*PASSAGE SHOWN*.
»»
I’m putting this thread here in MPSIMS, altho’ the scary world events/virus are what’s causing me to feel these things. There are plenty virus threads about the different issues surrounding this horrible pandemic. I’m not going there. (If a mod needs to move it, that’s fine with me)
What I wanna say is how important this board has become to me. And I suspect many more Dopers feel this, as well.
We need to help, be kind and hold on to each other more than ever. The days and weeks are crawling along and people are self-isolating. Some are doing better than others.
Our elder statesmen/women on the board are a particular concern to me.
Please, please be kind to each other. We need love more than ever in these horrible trying times. I, for one love you guys. My SD family is important to me.
There are many things that have been said to me in the forum that have pulled me through my own trying times and travails. I, owe my very life to this place and particular Dopers. Of course I’m thankful, no question.
««
*INFORMATION GIVEN*.
»»
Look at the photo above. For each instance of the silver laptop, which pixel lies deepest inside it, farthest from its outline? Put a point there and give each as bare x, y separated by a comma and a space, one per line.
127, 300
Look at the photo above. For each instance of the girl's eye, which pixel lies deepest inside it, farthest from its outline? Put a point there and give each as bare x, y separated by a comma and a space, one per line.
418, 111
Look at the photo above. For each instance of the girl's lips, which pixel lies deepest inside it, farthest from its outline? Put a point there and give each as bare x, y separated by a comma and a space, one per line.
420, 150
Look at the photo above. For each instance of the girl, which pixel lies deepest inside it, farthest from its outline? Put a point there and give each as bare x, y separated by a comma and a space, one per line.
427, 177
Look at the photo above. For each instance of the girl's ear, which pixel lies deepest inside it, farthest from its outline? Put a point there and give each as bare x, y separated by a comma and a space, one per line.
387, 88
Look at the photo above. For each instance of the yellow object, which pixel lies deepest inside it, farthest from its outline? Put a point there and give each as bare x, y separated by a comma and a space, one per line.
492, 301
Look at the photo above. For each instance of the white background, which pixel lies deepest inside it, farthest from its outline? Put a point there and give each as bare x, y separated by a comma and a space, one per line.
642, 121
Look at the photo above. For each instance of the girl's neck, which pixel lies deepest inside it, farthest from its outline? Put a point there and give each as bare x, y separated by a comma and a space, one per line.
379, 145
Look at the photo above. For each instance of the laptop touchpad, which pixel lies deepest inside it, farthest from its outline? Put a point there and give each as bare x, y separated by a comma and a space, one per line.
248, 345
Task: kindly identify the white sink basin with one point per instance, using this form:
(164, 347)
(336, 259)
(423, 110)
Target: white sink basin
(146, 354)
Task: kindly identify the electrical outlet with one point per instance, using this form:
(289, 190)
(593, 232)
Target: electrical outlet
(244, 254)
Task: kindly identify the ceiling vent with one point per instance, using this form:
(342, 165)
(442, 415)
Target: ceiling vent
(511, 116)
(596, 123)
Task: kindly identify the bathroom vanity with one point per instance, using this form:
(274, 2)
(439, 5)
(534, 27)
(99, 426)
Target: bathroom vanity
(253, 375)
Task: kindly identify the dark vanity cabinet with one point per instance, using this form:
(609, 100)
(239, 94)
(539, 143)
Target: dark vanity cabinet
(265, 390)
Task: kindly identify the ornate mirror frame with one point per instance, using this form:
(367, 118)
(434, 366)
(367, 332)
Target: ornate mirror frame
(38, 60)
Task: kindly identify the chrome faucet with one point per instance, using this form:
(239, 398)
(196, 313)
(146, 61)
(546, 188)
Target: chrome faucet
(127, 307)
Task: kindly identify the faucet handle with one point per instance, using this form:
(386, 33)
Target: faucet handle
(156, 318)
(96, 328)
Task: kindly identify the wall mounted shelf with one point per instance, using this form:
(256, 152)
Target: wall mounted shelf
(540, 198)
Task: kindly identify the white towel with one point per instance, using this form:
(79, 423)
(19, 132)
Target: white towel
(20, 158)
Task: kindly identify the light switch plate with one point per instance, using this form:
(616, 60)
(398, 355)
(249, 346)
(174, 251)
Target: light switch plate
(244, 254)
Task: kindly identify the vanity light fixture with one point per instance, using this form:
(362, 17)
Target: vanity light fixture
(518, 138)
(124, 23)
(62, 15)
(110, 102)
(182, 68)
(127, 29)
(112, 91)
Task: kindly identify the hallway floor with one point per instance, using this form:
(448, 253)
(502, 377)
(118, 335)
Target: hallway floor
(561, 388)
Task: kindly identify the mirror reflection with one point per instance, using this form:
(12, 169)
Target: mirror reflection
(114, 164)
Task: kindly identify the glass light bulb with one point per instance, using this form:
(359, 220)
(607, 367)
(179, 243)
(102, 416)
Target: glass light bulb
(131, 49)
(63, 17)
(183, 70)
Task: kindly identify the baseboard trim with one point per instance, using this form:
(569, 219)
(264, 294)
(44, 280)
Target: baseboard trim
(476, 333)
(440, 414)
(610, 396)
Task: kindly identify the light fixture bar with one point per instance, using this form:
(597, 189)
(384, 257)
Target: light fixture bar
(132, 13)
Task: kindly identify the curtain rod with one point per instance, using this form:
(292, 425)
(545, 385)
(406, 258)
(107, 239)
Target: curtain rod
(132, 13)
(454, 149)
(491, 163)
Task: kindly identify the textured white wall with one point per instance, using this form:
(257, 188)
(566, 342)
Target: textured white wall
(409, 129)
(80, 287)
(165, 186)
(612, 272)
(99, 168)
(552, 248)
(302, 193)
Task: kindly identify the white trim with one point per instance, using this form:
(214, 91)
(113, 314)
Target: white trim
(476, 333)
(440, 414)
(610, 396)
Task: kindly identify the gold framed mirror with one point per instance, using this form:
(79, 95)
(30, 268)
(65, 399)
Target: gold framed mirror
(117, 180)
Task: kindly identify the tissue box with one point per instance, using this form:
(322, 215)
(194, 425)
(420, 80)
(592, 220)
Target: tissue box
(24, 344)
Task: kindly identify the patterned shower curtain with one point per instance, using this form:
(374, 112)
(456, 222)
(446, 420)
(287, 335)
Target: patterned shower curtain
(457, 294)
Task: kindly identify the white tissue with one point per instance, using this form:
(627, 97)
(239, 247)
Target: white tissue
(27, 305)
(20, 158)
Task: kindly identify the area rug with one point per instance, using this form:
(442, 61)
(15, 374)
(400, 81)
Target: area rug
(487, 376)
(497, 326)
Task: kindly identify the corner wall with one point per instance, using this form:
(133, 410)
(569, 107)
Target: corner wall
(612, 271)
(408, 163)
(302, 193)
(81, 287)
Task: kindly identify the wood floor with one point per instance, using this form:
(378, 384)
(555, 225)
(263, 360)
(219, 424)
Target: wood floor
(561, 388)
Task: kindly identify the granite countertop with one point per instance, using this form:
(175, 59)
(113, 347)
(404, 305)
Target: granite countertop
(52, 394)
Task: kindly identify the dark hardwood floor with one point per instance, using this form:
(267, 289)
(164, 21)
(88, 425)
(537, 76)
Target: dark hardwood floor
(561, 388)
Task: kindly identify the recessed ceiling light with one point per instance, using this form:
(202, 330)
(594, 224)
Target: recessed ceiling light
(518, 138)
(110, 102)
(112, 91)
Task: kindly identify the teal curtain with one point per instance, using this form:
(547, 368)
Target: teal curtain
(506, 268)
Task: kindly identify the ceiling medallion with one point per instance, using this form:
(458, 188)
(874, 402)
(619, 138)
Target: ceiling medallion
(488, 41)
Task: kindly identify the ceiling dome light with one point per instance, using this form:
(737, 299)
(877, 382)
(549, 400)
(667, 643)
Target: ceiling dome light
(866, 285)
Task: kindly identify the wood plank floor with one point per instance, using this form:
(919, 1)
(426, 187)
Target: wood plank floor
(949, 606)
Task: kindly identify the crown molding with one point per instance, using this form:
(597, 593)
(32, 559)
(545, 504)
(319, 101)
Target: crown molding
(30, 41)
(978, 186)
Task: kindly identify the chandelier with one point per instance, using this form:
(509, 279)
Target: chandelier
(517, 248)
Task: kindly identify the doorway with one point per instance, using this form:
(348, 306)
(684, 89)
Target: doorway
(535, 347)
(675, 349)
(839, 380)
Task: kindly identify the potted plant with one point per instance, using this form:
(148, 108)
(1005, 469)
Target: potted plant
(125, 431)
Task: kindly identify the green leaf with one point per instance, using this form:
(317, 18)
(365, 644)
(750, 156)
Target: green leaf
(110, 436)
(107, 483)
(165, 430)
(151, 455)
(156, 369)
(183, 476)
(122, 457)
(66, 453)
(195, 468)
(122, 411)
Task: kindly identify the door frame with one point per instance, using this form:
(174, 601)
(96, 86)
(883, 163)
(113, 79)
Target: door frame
««
*WHAT IS EXPECTED*.
From the forum post about the message board, return the stretch from "Our elder statesmen/women" through "important to me." word for word. These lines have nothing to do with what is asked here.

*RESPONSE*.
Our elder statesmen/women on the board are a particular concern to me.
Please, please be kind to each other. We need love more than ever in these horrible trying times. I, for one love you guys. My SD family is important to me.